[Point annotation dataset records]
==================================================
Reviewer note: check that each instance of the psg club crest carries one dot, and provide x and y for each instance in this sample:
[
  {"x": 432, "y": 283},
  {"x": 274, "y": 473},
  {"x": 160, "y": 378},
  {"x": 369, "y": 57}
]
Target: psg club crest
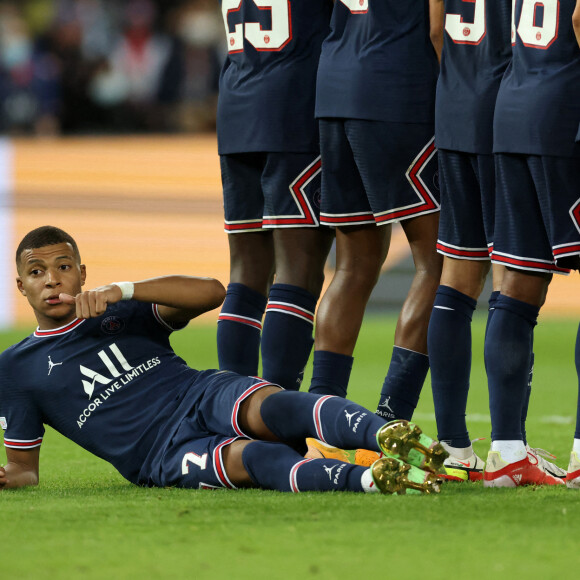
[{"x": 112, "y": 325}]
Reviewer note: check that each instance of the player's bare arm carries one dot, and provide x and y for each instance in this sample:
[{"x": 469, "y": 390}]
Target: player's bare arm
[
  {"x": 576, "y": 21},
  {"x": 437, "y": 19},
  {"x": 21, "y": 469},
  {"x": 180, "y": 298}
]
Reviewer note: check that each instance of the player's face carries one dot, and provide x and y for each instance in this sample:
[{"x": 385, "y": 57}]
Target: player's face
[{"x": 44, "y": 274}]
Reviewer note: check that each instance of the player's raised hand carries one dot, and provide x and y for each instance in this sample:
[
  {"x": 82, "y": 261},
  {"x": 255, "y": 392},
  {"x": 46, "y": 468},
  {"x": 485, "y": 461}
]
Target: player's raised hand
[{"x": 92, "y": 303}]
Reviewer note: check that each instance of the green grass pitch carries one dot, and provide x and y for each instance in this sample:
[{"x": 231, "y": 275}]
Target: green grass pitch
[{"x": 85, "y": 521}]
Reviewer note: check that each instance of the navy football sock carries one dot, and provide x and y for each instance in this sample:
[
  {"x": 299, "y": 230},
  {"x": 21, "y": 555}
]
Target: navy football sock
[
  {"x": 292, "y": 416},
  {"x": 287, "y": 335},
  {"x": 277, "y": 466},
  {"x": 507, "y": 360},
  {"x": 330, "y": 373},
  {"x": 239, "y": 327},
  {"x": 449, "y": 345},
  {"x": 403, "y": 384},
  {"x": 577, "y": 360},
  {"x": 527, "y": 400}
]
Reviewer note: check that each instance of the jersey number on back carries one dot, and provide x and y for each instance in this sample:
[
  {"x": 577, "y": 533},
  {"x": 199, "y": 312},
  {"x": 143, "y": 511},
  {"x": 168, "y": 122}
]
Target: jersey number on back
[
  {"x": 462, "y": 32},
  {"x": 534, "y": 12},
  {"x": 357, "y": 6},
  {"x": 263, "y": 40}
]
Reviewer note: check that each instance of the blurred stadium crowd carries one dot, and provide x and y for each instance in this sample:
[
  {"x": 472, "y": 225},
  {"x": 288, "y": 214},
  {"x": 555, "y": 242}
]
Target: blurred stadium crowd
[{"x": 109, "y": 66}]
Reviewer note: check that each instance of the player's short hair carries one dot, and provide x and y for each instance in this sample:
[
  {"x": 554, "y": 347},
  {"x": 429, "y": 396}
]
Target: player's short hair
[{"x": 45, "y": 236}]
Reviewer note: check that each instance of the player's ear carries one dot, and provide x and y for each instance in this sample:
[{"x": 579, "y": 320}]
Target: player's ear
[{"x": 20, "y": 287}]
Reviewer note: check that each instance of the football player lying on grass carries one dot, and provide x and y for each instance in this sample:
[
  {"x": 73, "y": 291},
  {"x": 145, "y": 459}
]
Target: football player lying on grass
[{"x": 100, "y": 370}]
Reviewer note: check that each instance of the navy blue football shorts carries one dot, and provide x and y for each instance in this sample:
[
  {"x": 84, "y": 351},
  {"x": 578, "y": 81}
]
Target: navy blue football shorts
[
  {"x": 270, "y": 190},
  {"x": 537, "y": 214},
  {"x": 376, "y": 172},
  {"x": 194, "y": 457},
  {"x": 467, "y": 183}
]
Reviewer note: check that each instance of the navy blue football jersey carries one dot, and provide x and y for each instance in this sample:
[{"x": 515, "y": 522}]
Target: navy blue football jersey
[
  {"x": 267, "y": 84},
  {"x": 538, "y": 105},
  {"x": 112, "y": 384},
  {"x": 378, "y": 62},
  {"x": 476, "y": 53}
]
==================================================
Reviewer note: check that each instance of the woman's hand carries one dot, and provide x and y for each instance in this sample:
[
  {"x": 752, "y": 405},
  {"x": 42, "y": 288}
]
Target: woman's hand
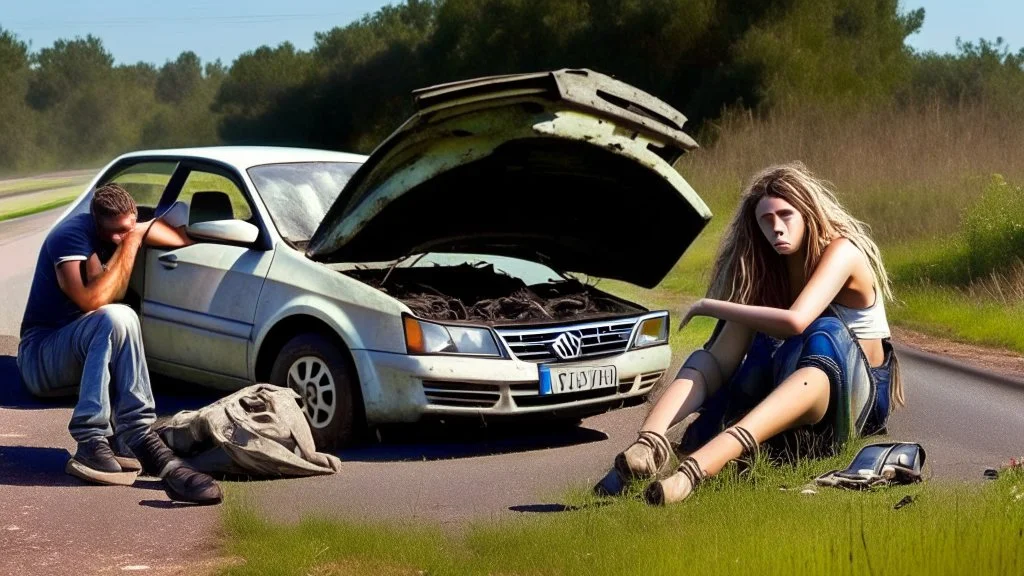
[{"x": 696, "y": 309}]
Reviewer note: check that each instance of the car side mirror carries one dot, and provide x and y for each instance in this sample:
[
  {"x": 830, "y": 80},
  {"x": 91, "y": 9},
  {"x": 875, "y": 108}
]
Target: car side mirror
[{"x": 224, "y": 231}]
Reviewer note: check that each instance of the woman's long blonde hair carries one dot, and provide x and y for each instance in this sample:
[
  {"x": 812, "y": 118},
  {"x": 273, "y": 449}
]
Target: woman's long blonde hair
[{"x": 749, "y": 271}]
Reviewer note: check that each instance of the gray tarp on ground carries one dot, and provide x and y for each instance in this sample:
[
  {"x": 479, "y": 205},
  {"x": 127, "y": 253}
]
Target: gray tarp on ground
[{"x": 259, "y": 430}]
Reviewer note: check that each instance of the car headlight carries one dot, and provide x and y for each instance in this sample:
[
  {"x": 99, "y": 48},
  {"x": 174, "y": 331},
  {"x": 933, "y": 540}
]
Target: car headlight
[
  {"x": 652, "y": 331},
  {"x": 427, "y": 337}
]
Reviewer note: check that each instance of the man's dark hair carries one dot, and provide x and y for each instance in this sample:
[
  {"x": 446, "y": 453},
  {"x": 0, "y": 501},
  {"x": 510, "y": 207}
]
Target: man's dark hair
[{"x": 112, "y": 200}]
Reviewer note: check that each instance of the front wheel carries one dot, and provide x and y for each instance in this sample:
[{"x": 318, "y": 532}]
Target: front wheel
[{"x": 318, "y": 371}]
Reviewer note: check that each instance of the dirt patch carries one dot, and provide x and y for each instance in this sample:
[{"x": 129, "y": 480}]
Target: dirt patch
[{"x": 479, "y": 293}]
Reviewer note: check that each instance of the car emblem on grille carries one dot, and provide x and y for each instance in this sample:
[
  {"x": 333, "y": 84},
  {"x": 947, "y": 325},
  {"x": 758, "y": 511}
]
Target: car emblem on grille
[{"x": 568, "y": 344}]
==================================================
Copy out again, word for word, the lines starting with the line that contains "Reviewer note: check that each instance of the psg" and going on through the line that contains "Target: psg club crest".

Reviewer note: check that each instance of the psg club crest carries one dot, and provide x and y for each instance in this sample:
[
  {"x": 432, "y": 283},
  {"x": 274, "y": 473},
  {"x": 160, "y": 378},
  {"x": 369, "y": 57}
]
Target: psg club crest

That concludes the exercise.